Material
--*--

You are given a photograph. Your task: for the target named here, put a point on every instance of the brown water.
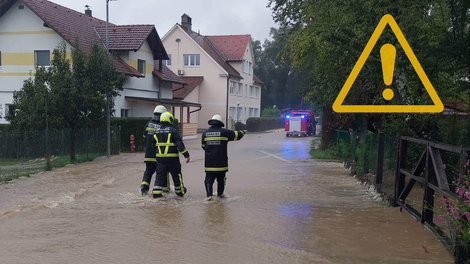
(280, 209)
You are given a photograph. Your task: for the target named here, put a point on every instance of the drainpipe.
(227, 106)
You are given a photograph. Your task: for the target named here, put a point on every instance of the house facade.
(31, 29)
(219, 73)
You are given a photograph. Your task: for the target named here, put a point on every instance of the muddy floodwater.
(281, 207)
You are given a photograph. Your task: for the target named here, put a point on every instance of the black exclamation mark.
(388, 54)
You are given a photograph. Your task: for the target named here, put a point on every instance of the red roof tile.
(167, 75)
(231, 47)
(74, 26)
(127, 37)
(257, 80)
(208, 47)
(181, 92)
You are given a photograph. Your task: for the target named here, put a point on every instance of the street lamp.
(108, 103)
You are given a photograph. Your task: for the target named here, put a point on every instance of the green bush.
(254, 124)
(240, 126)
(271, 112)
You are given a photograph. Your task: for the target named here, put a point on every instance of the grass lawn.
(329, 153)
(61, 161)
(9, 162)
(10, 175)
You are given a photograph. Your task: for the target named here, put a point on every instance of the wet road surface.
(282, 207)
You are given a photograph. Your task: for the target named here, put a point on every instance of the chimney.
(88, 11)
(186, 22)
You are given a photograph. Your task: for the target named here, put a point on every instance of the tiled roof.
(181, 92)
(74, 26)
(257, 80)
(208, 47)
(127, 37)
(231, 47)
(166, 75)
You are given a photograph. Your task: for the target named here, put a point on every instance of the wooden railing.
(435, 182)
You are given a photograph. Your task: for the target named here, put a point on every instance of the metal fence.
(372, 156)
(36, 144)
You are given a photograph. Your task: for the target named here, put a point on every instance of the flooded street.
(282, 207)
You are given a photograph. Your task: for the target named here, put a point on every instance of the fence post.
(401, 164)
(356, 139)
(380, 159)
(86, 142)
(461, 252)
(119, 131)
(63, 142)
(427, 214)
(365, 165)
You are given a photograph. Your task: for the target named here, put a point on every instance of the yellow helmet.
(167, 117)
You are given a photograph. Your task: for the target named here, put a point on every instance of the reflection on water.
(276, 212)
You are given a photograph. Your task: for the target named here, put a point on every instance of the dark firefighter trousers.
(163, 168)
(209, 182)
(151, 168)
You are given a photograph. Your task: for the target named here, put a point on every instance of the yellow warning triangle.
(436, 108)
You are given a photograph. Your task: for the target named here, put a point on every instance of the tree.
(284, 87)
(72, 91)
(329, 36)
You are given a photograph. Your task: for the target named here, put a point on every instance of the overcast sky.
(211, 17)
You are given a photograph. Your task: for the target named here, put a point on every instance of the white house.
(219, 73)
(31, 29)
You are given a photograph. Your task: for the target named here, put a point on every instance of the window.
(232, 113)
(141, 66)
(192, 59)
(167, 62)
(10, 110)
(125, 112)
(254, 92)
(247, 67)
(240, 89)
(42, 58)
(232, 88)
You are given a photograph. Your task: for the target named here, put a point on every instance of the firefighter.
(214, 143)
(168, 143)
(150, 159)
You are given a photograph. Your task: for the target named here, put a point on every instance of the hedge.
(255, 124)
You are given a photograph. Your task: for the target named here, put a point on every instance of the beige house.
(31, 29)
(219, 73)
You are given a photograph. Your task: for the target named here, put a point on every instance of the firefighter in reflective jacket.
(150, 158)
(214, 143)
(168, 143)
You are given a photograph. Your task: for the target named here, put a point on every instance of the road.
(282, 207)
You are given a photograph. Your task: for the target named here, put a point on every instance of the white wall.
(246, 102)
(192, 97)
(213, 90)
(21, 33)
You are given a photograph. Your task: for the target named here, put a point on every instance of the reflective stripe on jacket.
(167, 143)
(149, 131)
(214, 142)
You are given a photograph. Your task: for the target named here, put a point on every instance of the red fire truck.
(300, 123)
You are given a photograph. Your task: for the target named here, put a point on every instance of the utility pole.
(108, 116)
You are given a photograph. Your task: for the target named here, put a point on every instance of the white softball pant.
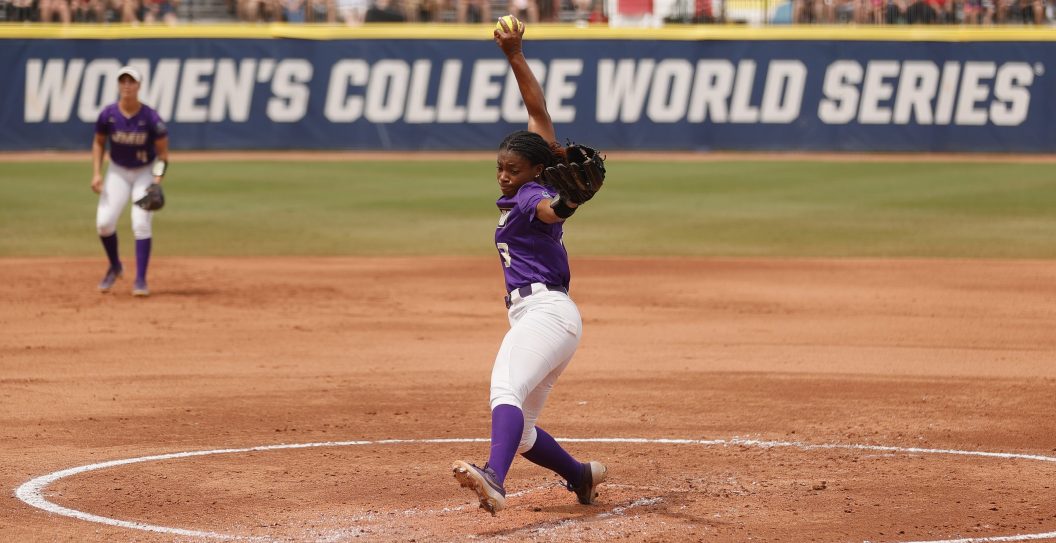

--*--

The problem
Rewrite the items from the line containing "red fire truck." through the end of the items, changing "photograph" to "image" and keeping everything else the same. Leave the pictures out.

Final result
You are given a image. Your task: for the target named here, put a point on every instance of the red fire truck.
(300, 123)
You are given a image. Your task: for the target named here, put a point on every instance of the utility pole.
(108, 116)
You are given a image. Your task: for the target named here, put a point on every instance of the white softball pant.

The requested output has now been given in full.